_Input data_
______________________________
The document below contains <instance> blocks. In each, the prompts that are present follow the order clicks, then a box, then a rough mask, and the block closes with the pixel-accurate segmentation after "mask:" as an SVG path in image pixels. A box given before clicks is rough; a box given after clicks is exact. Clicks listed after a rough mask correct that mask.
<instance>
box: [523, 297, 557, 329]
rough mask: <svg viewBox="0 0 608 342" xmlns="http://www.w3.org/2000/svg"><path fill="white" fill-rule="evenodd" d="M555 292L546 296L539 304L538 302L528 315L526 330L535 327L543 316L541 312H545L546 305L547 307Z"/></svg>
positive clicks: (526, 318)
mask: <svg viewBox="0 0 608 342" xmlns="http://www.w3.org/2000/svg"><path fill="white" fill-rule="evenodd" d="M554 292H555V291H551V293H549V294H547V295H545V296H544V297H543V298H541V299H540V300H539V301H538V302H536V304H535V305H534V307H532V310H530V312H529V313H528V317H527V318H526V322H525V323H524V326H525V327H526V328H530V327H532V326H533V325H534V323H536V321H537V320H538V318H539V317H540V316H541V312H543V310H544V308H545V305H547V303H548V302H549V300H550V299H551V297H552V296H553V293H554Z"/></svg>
______________________________
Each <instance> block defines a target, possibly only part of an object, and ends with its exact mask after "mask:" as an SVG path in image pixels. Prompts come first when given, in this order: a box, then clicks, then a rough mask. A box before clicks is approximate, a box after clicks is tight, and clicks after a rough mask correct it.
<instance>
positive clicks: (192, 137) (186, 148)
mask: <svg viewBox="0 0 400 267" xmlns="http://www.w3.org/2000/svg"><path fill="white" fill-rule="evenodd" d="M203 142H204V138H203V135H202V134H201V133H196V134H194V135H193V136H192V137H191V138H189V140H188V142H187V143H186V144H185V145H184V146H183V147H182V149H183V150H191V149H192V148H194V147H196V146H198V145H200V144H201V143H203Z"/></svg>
______________________________
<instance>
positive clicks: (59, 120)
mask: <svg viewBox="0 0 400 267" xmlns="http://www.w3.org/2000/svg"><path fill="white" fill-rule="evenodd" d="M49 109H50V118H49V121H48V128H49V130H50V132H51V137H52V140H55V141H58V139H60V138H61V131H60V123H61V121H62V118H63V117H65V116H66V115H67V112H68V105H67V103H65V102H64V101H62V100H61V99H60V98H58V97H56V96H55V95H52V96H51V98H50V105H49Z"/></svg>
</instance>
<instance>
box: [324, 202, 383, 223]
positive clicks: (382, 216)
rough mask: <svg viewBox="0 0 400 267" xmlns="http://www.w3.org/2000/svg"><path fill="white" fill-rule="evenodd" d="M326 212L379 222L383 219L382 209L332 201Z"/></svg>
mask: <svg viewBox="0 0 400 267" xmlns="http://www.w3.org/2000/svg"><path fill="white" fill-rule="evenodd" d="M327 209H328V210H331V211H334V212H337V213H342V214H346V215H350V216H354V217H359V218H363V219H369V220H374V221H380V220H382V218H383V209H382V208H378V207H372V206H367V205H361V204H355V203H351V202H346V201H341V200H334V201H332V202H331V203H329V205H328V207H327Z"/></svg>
______________________________
_Work instruction_
Recast the stretch of data that opens with the line containing "The document below" and closes with the line containing "positive clicks: (526, 318)", both lines included, as a JSON list of strings with one string per line and blank lines omitted.

_Final answer_
[
  "The document below contains <instance> blocks. In each, the prompts that are present follow the order clicks, then a box, then a rough mask, and the block closes with the pixel-accurate segmentation after \"mask:\" as an SVG path in image pixels. A box given before clicks is rough; a box given after clicks is exact. Clicks listed after a rough mask correct that mask.",
  "<instance>",
  "box: [523, 297, 557, 329]",
  "rough mask: <svg viewBox=\"0 0 608 342\" xmlns=\"http://www.w3.org/2000/svg\"><path fill=\"white\" fill-rule=\"evenodd\" d=\"M555 292L546 296L539 304L538 302L528 315L526 330L535 327L543 316L541 312H545L546 305L547 307Z\"/></svg>",
  "positive clicks: (526, 318)"
]